▶ **WHAT IS ASKED**: Copy, word for word, the records from the line containing "of the jeans" to the line containing "x=338, y=134", including both of those lines.

▶ **INPUT MATERIAL**:

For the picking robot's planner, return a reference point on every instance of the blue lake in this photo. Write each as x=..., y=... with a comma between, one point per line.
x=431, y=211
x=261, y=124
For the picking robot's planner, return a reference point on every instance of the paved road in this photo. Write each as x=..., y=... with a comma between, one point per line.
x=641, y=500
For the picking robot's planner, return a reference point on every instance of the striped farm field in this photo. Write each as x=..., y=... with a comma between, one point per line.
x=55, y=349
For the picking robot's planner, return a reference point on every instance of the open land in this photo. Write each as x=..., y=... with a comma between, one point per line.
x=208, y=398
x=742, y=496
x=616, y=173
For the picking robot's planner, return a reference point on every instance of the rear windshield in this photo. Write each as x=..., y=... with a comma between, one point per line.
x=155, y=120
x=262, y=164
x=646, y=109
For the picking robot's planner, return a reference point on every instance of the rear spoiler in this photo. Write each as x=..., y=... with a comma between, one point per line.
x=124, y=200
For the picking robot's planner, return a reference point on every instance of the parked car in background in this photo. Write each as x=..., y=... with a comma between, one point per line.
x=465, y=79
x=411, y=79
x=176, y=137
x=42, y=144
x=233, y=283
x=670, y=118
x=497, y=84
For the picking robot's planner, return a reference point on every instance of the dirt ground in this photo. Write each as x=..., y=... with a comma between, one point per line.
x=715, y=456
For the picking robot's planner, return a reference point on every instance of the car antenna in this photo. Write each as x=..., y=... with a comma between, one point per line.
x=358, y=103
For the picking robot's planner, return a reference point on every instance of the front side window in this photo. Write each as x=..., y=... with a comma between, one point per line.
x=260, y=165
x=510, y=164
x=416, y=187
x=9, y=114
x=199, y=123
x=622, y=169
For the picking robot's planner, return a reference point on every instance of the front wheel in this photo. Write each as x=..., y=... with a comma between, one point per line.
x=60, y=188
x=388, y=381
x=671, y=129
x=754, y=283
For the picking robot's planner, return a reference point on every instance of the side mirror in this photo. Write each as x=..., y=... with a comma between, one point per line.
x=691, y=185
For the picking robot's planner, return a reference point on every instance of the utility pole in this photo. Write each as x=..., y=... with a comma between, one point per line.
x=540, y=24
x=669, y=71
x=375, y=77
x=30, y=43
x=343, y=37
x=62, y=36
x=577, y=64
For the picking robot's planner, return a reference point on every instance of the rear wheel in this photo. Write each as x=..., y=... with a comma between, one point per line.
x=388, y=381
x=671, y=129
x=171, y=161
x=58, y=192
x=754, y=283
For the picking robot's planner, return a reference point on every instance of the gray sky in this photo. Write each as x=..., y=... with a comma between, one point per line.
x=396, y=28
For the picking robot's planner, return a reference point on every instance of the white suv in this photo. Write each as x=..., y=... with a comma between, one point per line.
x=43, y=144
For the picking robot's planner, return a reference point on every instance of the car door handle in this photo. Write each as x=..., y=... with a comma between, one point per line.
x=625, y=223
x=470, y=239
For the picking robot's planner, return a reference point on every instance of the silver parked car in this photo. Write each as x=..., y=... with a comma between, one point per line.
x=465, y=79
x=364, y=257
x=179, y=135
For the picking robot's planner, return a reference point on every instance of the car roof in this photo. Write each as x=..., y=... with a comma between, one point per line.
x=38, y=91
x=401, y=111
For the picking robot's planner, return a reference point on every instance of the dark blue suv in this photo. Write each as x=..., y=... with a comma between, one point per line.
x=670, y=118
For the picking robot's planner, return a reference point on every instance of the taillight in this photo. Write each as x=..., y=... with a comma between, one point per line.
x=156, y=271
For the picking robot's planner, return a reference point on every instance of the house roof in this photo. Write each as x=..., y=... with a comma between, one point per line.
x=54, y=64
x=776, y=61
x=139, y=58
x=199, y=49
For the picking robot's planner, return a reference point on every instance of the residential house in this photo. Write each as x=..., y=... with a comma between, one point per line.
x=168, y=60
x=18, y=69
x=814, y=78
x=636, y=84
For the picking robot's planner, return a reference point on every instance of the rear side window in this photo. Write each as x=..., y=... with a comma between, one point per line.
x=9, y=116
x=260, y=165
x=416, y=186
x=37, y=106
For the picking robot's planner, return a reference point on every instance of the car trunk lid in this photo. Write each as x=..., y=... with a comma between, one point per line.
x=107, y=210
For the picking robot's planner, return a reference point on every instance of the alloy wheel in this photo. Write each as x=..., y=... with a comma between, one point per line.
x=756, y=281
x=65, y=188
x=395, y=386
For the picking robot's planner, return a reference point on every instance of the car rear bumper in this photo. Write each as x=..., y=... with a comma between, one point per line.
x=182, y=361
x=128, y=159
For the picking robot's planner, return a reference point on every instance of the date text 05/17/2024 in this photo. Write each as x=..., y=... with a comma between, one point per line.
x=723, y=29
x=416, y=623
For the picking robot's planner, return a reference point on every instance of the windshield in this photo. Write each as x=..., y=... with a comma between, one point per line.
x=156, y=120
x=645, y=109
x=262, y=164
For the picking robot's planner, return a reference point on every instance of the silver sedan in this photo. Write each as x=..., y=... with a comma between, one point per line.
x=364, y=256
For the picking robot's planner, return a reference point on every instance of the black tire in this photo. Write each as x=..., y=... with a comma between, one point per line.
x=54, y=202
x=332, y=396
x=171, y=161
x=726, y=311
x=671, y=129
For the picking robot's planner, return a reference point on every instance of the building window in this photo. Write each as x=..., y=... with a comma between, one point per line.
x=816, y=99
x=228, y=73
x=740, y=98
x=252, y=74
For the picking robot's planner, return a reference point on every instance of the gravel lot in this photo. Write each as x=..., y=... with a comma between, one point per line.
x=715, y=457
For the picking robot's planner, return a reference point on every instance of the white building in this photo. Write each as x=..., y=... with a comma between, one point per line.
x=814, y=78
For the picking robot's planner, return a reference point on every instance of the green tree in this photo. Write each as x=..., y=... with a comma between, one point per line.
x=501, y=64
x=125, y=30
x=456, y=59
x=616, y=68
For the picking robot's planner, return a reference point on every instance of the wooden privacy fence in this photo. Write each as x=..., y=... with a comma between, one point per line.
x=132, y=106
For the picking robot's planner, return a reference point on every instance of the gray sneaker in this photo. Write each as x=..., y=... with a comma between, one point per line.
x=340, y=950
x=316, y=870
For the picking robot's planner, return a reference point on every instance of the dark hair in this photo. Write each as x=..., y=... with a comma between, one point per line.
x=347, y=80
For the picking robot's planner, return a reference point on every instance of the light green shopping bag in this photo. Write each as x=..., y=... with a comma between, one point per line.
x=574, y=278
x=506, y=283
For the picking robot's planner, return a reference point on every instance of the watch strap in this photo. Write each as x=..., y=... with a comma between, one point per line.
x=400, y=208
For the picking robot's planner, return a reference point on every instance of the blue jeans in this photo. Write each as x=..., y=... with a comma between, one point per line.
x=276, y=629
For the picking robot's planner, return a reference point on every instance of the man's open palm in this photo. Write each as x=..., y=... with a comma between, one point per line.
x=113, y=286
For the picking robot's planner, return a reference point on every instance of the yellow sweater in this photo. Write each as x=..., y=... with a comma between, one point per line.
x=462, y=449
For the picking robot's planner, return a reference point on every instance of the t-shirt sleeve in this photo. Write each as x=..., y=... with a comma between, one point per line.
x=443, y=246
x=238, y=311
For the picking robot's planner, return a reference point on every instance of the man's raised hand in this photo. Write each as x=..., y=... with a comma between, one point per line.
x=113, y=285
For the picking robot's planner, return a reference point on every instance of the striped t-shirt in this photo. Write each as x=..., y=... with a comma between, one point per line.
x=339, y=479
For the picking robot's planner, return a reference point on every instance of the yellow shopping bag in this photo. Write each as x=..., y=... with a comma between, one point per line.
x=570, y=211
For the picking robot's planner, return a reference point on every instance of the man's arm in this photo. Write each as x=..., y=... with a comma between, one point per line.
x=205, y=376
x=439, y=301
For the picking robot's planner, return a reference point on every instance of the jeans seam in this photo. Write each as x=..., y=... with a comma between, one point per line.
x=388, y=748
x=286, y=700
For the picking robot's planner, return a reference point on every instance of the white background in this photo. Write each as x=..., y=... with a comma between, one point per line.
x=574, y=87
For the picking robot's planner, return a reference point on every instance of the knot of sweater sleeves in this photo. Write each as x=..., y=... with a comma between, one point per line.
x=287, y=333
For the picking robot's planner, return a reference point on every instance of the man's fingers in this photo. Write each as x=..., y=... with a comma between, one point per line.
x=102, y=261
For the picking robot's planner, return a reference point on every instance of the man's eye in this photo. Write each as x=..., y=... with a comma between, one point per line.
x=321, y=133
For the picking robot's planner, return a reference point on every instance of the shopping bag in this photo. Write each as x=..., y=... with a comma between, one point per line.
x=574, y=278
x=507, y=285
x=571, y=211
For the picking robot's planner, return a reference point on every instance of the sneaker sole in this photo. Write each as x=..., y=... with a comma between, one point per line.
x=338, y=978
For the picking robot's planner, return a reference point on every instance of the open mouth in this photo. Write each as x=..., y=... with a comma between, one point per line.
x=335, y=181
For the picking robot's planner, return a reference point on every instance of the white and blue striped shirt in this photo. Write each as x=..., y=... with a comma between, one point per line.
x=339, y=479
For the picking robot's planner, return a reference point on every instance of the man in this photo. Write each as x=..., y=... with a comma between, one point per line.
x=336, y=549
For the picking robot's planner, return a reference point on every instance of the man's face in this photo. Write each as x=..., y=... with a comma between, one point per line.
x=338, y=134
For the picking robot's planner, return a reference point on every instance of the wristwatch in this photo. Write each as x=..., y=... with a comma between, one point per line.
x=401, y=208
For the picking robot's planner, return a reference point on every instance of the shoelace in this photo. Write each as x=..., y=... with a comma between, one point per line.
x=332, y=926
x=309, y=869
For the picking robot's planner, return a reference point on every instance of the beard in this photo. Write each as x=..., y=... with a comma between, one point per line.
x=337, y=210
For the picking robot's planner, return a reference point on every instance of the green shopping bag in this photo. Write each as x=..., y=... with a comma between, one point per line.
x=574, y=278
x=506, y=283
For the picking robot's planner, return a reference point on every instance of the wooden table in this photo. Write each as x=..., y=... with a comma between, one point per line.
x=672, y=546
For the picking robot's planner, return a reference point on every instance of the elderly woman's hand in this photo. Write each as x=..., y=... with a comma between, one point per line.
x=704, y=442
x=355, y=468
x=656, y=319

▶ **RESULT**:
For the picking robot's planner, return a reference point on every instance of the jeans seam in this photo. Write each as x=..., y=... with a comma between, one point per line.
x=388, y=748
x=286, y=700
For the picking robot's planner, return a reference point on every instance of the white background in this photo. Write each as x=..., y=... with a comma between, one point per line.
x=574, y=87
For the picking robot's planner, return a reference point on every instance of the knot of sweater sleeves in this photo. Write each as x=..., y=... with a comma between, one point per line.
x=287, y=333
For the picking robot's planner, return a reference point on every instance of the man's fingers in this photo. Write each as x=..., y=... with a comma between, one point per line.
x=102, y=261
For the picking robot's planner, return a reference point on every instance of the man's eye in this photo. Write each as x=..., y=... with a comma between, one point per line.
x=321, y=133
For the picking robot's planner, return a reference point on every instance of the shopping bag in this photo. Write each as x=..., y=... with a comma between, one point per line.
x=574, y=278
x=507, y=285
x=571, y=211
For the picking robot's planner, return a reference point on every instance of the sneaker sole in this photo. Write each as x=..., y=... with a comma between, one point per line.
x=338, y=978
For the picking robot's planner, return a reference point on every instance of the open mouth in this photo. Write each as x=..., y=... with a comma between, one point per line.
x=335, y=181
For the picking robot's planner, return a reference point on every instance of the white and blue striped shirt in this photo. Write each as x=..., y=... with a comma between, one point per line.
x=339, y=479
For the picking robot's planner, return a reference point on every instance of the man in this photo. Write each as x=..., y=... with a comma between, one point per line.
x=336, y=549
For the picking robot's planner, return a reference point on every instance of the man's face in this photo. Write each as x=..., y=... with a comma between, one point per line.
x=338, y=134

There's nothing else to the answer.